KUTIPAN:
##############################
Begitu unik dan menarik memahami kehidupan orang Bali dalam kaitan mempertahankan garis leluhurnya tersebut. Sebagian kehidupan ritual mereka juga diabdikan untuk kepentingan pemujaan terhadap leluhur mereka.Sebutan orang berkasta untuk wangsa tertentu dapat melambangkan harga diri mereka, karena dengan sebutan itu mereka mendapat perlakuan istimewa dan kehormatan yang berlebih-lebihan, di samping merasa dibedakan dengan kelompok masyarakat lain, yang terlanjur dianggap lebih rendah. Pada jaman dahulu, kasta sangat mempengaruhi kehidupan masyarakat Hindu di Bali. Kasta di Bali mulai kental saat masa penjajahan Belanda, sehingga penjajah dapat  dengan leluasa memisahkan raja dengan rakyatnya. Selama berabad-abad penduduk Bali telah diajari bahwa kasta yang tinggi harus lebih dihormati, sehingga bila kita berbicara dengan orang yang berkasta tinggi, baik lebih muda, lebih tua, atau seusia, kita harus menggunakan bahasa bali yang halus. Tetapi bila bicara dengan orang berkasta rendah, kita tidak diwajibkan menggunakan bahasa halus.
##############################
KUMPULAN CATATAN:
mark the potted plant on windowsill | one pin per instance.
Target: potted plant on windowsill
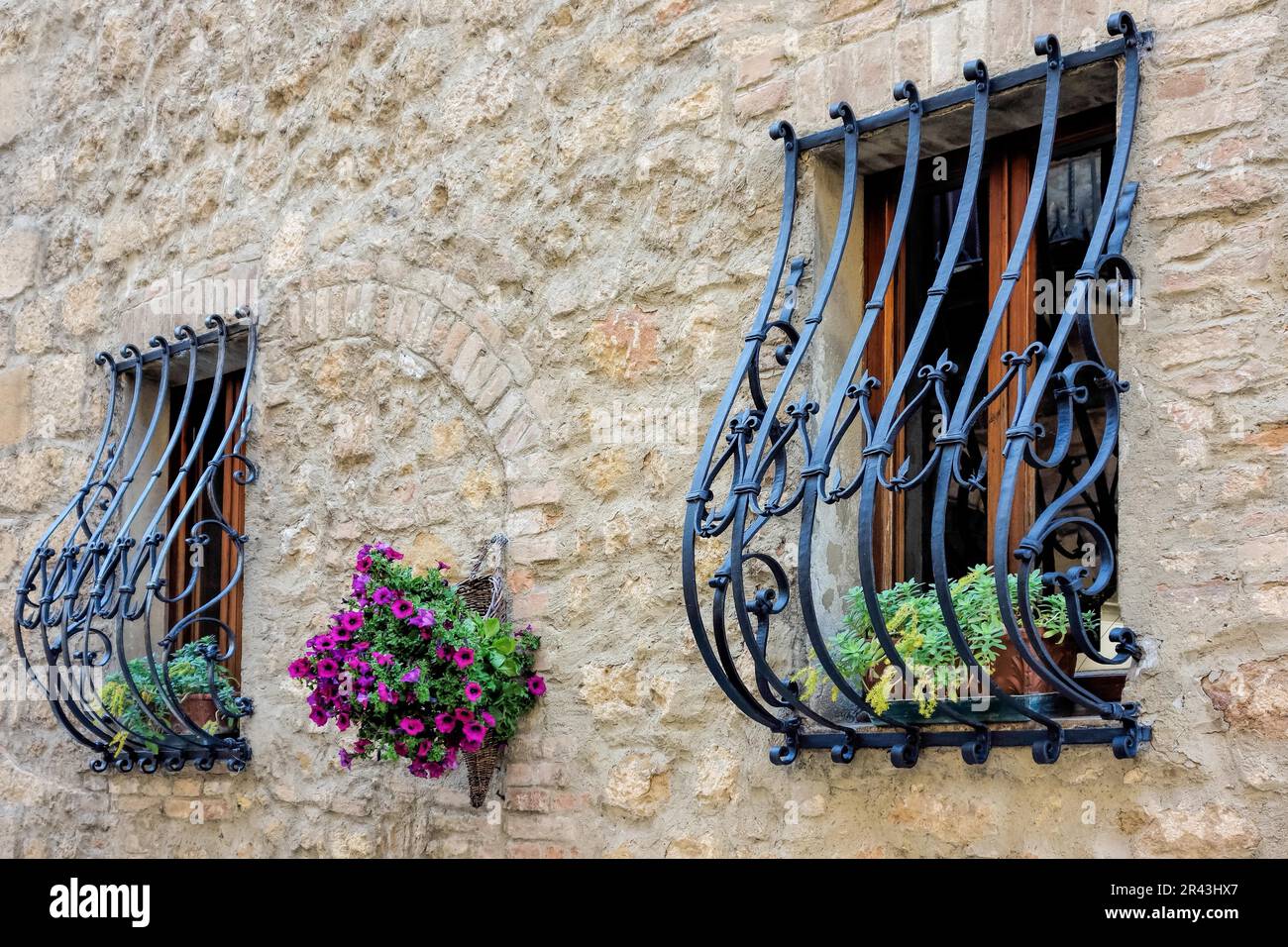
(915, 625)
(189, 676)
(421, 676)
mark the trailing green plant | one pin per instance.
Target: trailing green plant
(188, 674)
(915, 625)
(417, 673)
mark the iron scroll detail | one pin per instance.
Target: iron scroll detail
(774, 453)
(95, 621)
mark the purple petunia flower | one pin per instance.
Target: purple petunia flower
(411, 725)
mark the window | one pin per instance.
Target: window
(129, 608)
(1083, 151)
(928, 432)
(211, 565)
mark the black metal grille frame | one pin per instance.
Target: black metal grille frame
(756, 434)
(93, 591)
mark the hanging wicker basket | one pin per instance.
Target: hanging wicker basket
(483, 590)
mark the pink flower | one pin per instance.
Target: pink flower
(411, 725)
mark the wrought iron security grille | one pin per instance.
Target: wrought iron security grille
(147, 557)
(773, 454)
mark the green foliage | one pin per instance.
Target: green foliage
(416, 671)
(188, 674)
(915, 625)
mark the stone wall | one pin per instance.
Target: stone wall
(483, 239)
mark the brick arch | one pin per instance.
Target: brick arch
(443, 324)
(467, 347)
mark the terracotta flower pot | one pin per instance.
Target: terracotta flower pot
(200, 707)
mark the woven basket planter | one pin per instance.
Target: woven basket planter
(483, 590)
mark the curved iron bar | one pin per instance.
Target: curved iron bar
(698, 521)
(1021, 434)
(769, 446)
(97, 569)
(833, 428)
(966, 411)
(754, 455)
(880, 447)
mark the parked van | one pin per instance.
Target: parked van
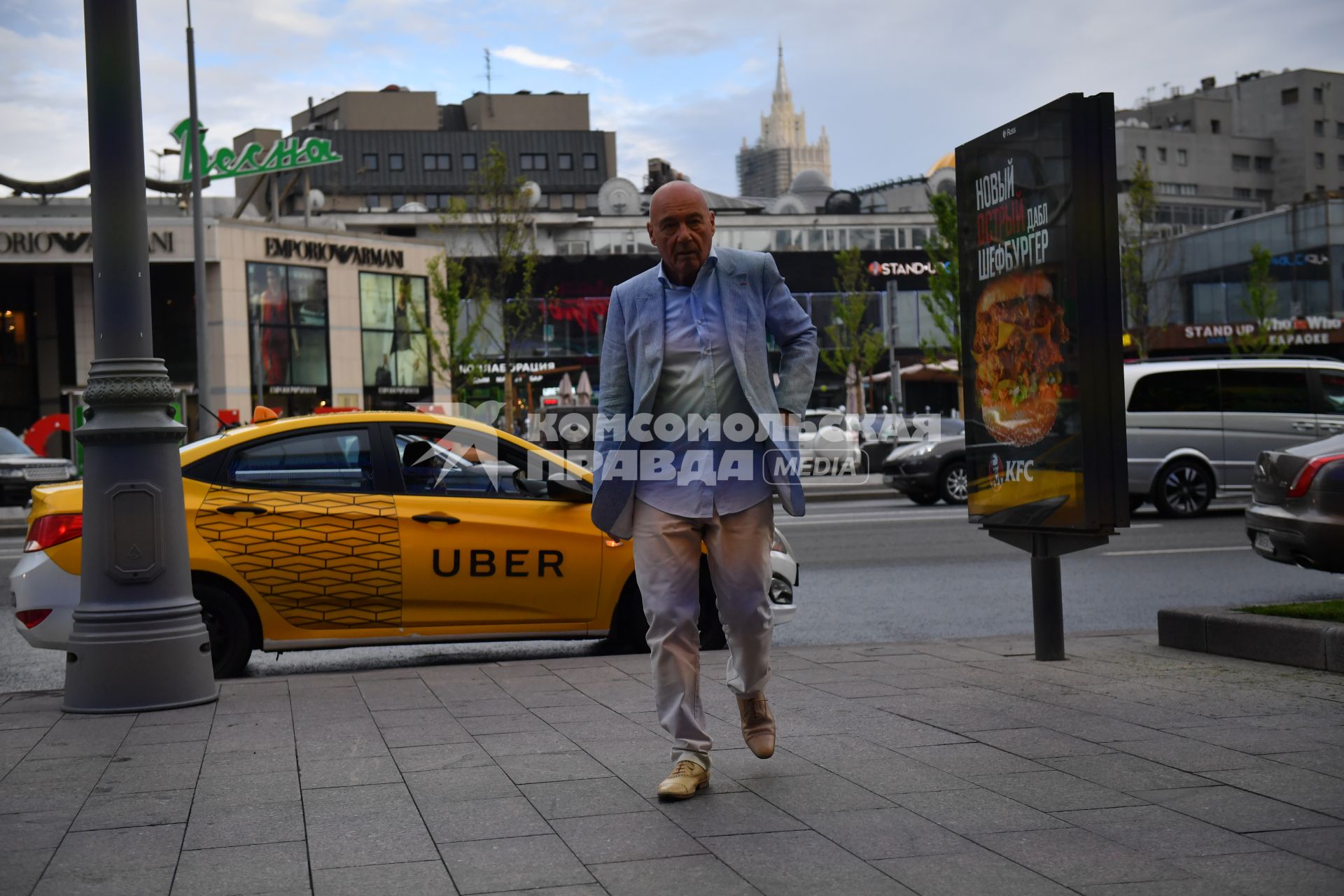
##############################
YANG PERLU DIKERJAKAN:
a) Menurut kutipan tentang kasta di Bali, kapan kasta mulai kental di Bali?
b) Sebutkan jumlah baris catatan yang memuat kata "windowsill", dengan membedakan huruf besar dan kecil. Jawab dengan angkanya saja.

JAWABAN BERURUTAN:
a) Saat masa penjajahan Belanda.

b) 2